**THE INPUT**
====
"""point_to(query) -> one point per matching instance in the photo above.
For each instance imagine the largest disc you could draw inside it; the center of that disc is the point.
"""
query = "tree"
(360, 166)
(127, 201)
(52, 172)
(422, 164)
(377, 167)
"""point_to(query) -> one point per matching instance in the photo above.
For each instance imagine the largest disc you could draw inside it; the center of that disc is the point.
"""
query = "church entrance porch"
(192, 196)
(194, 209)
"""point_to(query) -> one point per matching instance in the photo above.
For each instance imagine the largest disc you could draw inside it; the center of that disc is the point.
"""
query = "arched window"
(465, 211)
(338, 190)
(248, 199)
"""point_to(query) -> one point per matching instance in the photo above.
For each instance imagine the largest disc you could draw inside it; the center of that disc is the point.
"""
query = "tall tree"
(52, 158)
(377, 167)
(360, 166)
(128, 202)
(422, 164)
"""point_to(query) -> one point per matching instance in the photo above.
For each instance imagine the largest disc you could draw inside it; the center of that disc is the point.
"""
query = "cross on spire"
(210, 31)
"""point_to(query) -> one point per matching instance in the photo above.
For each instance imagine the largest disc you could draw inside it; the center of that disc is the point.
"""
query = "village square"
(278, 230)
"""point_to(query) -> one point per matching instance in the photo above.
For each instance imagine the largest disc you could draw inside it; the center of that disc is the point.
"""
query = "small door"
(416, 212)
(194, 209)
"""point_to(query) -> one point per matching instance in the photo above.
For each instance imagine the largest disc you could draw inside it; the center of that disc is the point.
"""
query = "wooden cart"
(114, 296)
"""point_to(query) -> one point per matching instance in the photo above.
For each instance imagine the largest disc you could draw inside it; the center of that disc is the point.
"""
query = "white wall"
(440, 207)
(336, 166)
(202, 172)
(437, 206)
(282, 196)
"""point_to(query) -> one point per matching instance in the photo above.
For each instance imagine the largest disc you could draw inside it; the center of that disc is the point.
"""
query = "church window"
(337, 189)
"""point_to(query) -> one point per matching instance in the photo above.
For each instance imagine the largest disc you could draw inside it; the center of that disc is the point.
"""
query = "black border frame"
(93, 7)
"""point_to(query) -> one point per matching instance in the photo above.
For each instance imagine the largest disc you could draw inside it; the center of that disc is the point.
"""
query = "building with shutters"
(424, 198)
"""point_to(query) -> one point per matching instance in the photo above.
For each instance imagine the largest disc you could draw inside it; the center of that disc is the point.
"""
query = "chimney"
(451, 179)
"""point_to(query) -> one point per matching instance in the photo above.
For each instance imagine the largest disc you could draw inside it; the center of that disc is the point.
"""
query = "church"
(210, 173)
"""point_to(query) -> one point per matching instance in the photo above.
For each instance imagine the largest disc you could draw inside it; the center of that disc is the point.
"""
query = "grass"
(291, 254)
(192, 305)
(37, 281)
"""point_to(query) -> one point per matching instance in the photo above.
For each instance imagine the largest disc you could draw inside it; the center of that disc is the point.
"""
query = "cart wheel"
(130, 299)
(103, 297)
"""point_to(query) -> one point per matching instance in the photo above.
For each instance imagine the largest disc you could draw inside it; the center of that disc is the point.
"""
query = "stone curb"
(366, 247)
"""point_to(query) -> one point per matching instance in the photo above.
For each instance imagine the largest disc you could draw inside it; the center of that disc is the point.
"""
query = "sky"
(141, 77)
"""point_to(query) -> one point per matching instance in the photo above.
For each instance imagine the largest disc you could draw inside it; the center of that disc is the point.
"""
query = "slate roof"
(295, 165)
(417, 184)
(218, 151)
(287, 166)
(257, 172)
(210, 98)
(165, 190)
====
**PROBLEM DETAILS**
Give back the entries exactly, so that each line matches the original.

**TASK OUTPUT**
"""point_to(query) -> one point per matching instance in the photo above.
For each instance imagine the largest disc you could draw inside it; the center of that disc is the point.
"""
query = "tree"
(360, 166)
(127, 201)
(52, 172)
(422, 164)
(377, 167)
"""point_to(query) -> one point per matching instance in the photo above.
For each instance imagine the largest disc you could draw inside it; the center of that disc is the point.
"""
query = "church entrance porch"
(192, 196)
(194, 209)
"""point_to(query) -> one point per matching instance in the photo above.
For each instance imagine the largest disc you could draw inside it; the center of that disc is the point.
"""
query = "arched window"
(465, 211)
(338, 190)
(248, 199)
"""point_to(query) -> one point per matching instance in the photo above.
For each instance imagine the largest disc you could draw inside it; the center of that disc is the point.
"""
query = "tall tree"
(52, 158)
(377, 167)
(360, 166)
(128, 202)
(422, 164)
"""point_to(query) -> one point per matching instance in the photo above.
For each instance imagine the largest disc you could draw inside it; the center of that disc is the point.
"""
query = "cross on spire"
(210, 31)
"""point_to(query) -> one point per matching instance in the photo above.
For each instance imagine the largest disc you could draw inside it; the center of that disc is the point.
"""
query = "village square"
(278, 230)
"""point_to(query) -> one point per matching instance in the photo above.
For each instance imagine the largest disc you could draw inside it; the center of that disc is the point.
"""
query = "small door"
(416, 212)
(194, 209)
"""point_to(query) -> one point per matching instance in the photo above.
For each instance imagine the largest disc you could draw inside it; the center of that disc is the point.
"""
query = "wooden cart"
(114, 296)
"""point_to(query) -> one point per matching instance in the photo above.
For each instance imagine the largest disc you could draw inside it; the center of that disc is the point.
"""
query = "white wall"
(440, 207)
(336, 166)
(202, 172)
(437, 206)
(282, 196)
"""point_to(query) -> one point per matching instance in the photo above.
For each instance imagine the largest disc you could draw inside it; the center of that disc is the point.
"""
query = "church window"
(337, 189)
"""point_to(query) -> one point per matching instance in the photo above.
For each instance imagine the largest disc you could draw inside it; the center of that disc is the point.
"""
query = "black border frame"
(93, 7)
"""point_to(query) -> one point per matching instance in the photo above.
For each instance imagine the largest disc you could draw inside it; the center of that disc is the point.
"""
query = "building with shutters"
(424, 198)
"""point_to(query) -> one point per matching instance in the photo above.
For each instance imagine the largest disc you could draw inside it; the center of that disc is the point.
"""
query = "chimney"
(451, 179)
"""point_to(query) -> one point per matching instance in the photo above.
For each instance imagine the largest disc you could draw inside it; the center of that disc is the point.
"""
query = "church"
(210, 173)
"""point_to(query) -> one point per matching instance in the photo above.
For each instance imagine the largest disc you could draw inside it; the center of that disc is the point.
"""
query = "grass"
(291, 254)
(192, 305)
(37, 281)
"""point_to(query) -> one point per matching instance in the photo above.
For each instance imagine the largest disc you could draw inside it; the center of that disc is the point.
"""
query = "cart wheel"
(130, 299)
(103, 297)
"""point_to(query) -> one point per matching instance in the photo above.
For each instance imagine the largest disc you could draw inside it; the center of that disc is the point.
"""
query = "stone curb"
(366, 247)
"""point_to(query) -> one point per matching instance in the photo above.
For each instance imagine the largest disc you could draw inside it; the center of that disc is the point.
"""
query = "sky"
(141, 77)
"""point_to(query) -> one point per matching instance in the photo above.
For each instance imagine the largest disc you could draw inside it; the center of that disc is the point.
"""
query = "slate roof"
(295, 165)
(417, 184)
(218, 151)
(287, 166)
(257, 172)
(210, 98)
(165, 190)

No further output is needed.